-- START EXERCISE DATA --

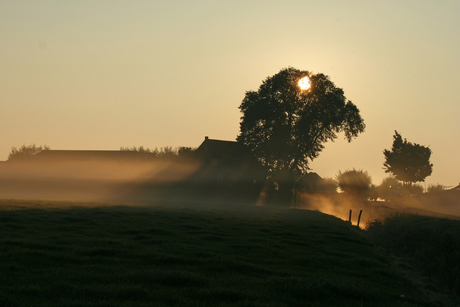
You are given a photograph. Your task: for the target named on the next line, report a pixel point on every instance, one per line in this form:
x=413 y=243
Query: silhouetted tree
x=26 y=151
x=355 y=182
x=408 y=162
x=389 y=188
x=286 y=127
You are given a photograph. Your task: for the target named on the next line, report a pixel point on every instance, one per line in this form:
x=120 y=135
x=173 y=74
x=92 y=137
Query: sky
x=100 y=75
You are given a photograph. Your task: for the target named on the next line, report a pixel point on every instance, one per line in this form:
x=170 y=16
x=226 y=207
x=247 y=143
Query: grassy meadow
x=90 y=254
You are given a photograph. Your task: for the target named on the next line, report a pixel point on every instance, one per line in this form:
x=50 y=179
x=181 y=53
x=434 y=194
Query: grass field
x=87 y=254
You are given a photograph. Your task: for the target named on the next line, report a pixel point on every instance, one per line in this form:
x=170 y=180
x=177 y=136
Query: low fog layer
x=177 y=180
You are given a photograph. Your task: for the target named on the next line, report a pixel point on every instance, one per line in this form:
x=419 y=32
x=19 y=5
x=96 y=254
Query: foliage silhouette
x=389 y=188
x=433 y=188
x=408 y=162
x=355 y=182
x=26 y=151
x=286 y=127
x=167 y=151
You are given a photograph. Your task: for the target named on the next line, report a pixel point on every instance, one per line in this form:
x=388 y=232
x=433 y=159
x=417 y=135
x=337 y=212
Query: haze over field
x=104 y=74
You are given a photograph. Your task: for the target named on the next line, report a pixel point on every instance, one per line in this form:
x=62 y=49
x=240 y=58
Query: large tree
x=286 y=127
x=408 y=162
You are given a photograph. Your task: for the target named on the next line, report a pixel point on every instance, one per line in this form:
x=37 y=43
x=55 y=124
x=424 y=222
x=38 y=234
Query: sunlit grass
x=178 y=256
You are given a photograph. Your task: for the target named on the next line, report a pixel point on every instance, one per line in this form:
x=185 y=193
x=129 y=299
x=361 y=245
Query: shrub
x=26 y=151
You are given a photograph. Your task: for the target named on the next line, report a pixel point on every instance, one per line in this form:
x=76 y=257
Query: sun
x=304 y=83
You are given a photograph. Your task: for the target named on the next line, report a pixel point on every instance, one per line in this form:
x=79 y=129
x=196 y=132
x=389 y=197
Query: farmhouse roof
x=224 y=149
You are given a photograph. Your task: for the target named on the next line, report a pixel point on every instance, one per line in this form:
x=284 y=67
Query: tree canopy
x=286 y=127
x=408 y=162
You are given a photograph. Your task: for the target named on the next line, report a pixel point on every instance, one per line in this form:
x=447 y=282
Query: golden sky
x=106 y=74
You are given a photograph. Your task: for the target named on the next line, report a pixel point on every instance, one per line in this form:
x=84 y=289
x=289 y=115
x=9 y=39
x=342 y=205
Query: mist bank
x=191 y=181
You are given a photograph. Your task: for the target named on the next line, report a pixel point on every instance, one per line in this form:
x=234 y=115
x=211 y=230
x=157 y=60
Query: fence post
x=359 y=217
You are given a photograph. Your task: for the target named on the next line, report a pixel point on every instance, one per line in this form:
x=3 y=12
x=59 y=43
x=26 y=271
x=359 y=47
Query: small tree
x=355 y=182
x=26 y=151
x=389 y=188
x=408 y=162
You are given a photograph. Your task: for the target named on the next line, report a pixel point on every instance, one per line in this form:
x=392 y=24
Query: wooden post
x=359 y=217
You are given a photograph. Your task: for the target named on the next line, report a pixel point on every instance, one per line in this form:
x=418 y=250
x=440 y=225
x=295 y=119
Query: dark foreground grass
x=56 y=254
x=432 y=244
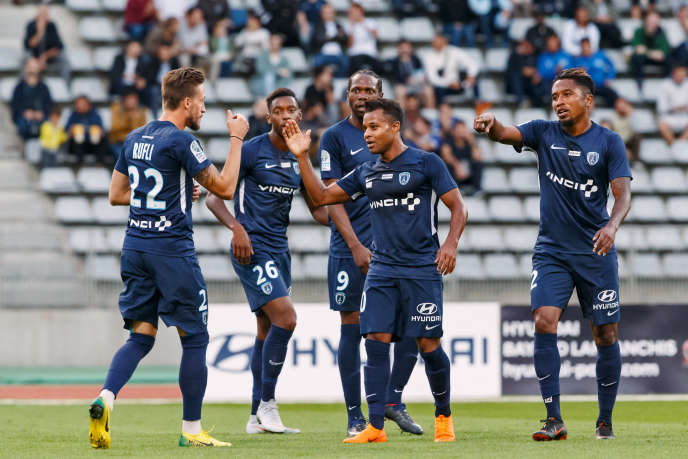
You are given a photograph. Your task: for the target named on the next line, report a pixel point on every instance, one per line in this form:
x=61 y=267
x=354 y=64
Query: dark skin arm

-- END EXERCISE DATA --

### PROBLEM DETAILS
Pick out every line of the listing above that contains the word "field", treating uppercase and lowercase as different.

### CORRECT RESULT
Query: grass field
Query: haze over field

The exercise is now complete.